▶ YOUR OBJECTIVE
Express the lines of the records below, from the line containing "Could you please locate the white" through the line containing "[24,142,59,168]", inclusive, as a JSON list of strings with one string per line. Leave out any blank lines.

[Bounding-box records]
* * *

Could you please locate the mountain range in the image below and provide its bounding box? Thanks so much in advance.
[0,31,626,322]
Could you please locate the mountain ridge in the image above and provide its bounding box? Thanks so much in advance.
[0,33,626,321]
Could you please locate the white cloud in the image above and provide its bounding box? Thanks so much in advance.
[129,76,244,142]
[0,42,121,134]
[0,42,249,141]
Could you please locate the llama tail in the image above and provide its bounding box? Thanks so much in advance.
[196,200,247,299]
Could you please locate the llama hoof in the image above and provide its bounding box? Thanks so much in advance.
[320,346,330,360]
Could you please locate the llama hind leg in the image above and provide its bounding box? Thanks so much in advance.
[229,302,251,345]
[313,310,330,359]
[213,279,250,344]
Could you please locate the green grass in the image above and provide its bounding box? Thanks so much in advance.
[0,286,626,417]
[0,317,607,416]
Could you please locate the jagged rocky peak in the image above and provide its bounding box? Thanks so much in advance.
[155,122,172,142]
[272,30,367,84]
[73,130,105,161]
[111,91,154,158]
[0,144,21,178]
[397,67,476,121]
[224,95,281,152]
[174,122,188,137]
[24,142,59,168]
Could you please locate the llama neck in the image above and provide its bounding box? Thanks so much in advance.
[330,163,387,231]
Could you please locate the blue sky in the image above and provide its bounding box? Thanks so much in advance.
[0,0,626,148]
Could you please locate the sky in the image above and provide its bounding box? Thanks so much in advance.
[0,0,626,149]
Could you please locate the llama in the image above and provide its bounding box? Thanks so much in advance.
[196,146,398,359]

* * *

▶ SOLUTION FOR THIS PROBLEM
[
  "Could you please locate the white cloud in the image above and provide its bounding box? Thanks so much in advance.",
  "[129,76,244,142]",
  "[0,42,121,134]",
  "[0,42,249,141]",
  "Could you please locate the llama tail in the image above and provide its bounding box? Thanks so much in advance.",
  "[196,200,247,299]",
  "Could you please locate the llama hoof in the image above and provide its bounding box? Thanks so much in advance.",
  "[320,346,330,360]",
  "Could you please locate the llama hind leg in the image above and provide its bounding box? Thanks so much in advance.",
  "[229,302,251,345]",
  "[313,310,330,359]",
  "[213,279,250,344]",
  "Could you please locate the green grass in the image above and provide its bounding box? Thanks so much in advance.",
  "[0,286,626,417]",
  "[0,317,607,416]",
  "Could you please locate the jagged rocky peak in the image above and provide its bounding box? Thanks so much in advance.",
  "[155,122,172,142]",
  "[272,30,367,84]",
  "[73,130,105,161]",
  "[111,91,154,158]",
  "[0,144,21,178]",
  "[397,67,476,121]",
  "[224,95,281,152]",
  "[174,122,188,137]",
  "[24,142,59,168]"
]